§ 依頼内容:
1. 鳴き砂保護の文章から、「この守る会の活動と呼応するよ」に始まり「所を変えて続けられています。」で終わる部分を、一字一句変えずに抜き出してください。
2. 鳴き砂保護の取り組みを述べた文章を、最後の文の後から書き継いでください。

§ 提示文:
_ _ _ _
この守る会の活動と呼応するように、網野町ではこれまでに、町文化財の指定、琴引浜観光資源調査の実施、「鳴き砂の保護と活用を考えるシンポジウム」の開催、鳴き砂保護対策の策定、啓発看板の設置や啓発冊子の作成などに取組んできました。中でも、10年前に全国の鳴き砂をもつ市町村に呼びかけ、本町において「全国鳴き砂サミット」を開催したことが契機となって、「全国鳴き砂(鳴り砂)ネットワーク」(現在、15市町で構成)が組織され、保護活動の輪が全国に広がっていきました。このサミットはネットワークの主催により、毎年、場所を変えて続けられています。

サミットも10年も続けていますと中だるみになったりマンネリに陥ったりするものですが、鳴き砂サミットは年々盛況になっていく感があります。10年前のサミットの参加団体は圧倒的に行政が多かったのですが、10年の間に各地に住民による保護団体が設立され、現在では住民団体が主体となったサミットになっています。一年に一度、保護活動の内容を交流することによりお互いが刺激しあい、次の活動の糧にするという相乗効果が生まれてきています。
_ _ _ _
§ 提供データ:
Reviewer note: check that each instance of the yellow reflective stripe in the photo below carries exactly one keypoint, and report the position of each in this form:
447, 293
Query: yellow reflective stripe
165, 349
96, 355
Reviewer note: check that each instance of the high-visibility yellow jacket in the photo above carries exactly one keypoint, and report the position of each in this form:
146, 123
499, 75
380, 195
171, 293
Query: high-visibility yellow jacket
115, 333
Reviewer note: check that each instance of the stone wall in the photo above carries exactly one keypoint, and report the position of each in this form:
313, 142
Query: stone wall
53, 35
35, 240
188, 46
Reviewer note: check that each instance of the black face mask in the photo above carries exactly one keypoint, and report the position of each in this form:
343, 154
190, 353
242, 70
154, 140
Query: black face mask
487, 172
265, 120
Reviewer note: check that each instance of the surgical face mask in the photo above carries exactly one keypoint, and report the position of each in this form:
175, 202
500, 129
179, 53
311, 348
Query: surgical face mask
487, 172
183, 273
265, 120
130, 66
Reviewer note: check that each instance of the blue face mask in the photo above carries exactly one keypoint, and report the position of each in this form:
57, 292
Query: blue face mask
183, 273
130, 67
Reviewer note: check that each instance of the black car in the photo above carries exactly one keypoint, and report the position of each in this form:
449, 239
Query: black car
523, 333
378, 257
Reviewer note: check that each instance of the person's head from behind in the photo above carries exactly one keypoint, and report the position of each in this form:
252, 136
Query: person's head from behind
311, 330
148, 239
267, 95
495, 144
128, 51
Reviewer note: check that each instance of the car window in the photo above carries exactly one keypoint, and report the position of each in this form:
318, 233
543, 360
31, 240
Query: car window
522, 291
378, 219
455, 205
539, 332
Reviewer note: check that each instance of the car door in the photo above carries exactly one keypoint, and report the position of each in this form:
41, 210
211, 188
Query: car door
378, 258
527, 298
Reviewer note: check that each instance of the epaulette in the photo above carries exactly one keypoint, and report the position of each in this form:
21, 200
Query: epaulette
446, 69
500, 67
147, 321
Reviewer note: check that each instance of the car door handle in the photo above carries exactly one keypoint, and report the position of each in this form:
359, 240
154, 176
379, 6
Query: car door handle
_ _ _ _
§ 課題別の解答:
1.
この守る会の活動と呼応するように、網野町ではこれまでに、町文化財の指定、琴引浜観光資源調査の実施、「鳴き砂の保護と活用を考えるシンポジウム」の開催、鳴き砂保護対策の策定、啓発看板の設置や啓発冊子の作成などに取組んできました。中でも、10年前に全国の鳴き砂をもつ市町村に呼びかけ、本町において「全国鳴き砂サミット」を開催したことが契機となって、「全国鳴き砂(鳴り砂)ネットワーク」(現在、15市町で構成)が組織され、保護活動の輪が全国に広がっていきました。このサミットはネットワークの主催により、毎年、場所を変えて続けられています。

2.
今年度も7月26、27日に石川県門前町において「地域活動が支える鳴き砂の保全」というテーマで10回目のサミットが行われ、北海道から九州まで市町から約60名が集まりました。中でも、室蘭市の「イタンキ浜鳴り砂を守る会」の皆さんは、女性6名、男性5名の計11名がフェリーを利用して参加されましたが、2日間のサミットに5泊6日の日程で参加されるという熱意には頭が下がる思いでした。このように、鳴き砂サミットは住民の鳴き砂保護に対する熱い想いで支えられていることから、活気に満ちたものとなっています。

全国初、条例による禁煙ビーチ

鳴き砂の大敵は、ホコリや泥、油などですが、地元中学生が作成した標語「鳴き砂も 灰と混ざれば ただの砂」のとおり、タバコの灰が砂に混ざるとたちまち鳴かなくなってしまいます。

長年、琴引浜で漂着物調査をしている京都市の東山高校地学部の生徒たちが、平成7年の夏の終わりに、波打ち際に打ち寄せられているタバコの吸い殻を調査した結果、1万本近い数の吸い殻を確認しました。琴引浜では夏になると海水浴客でいっぱいになるのですが、海水浴客が吸うタバコの灰が鳴き砂をダメにしていることがはっきりしたわけです。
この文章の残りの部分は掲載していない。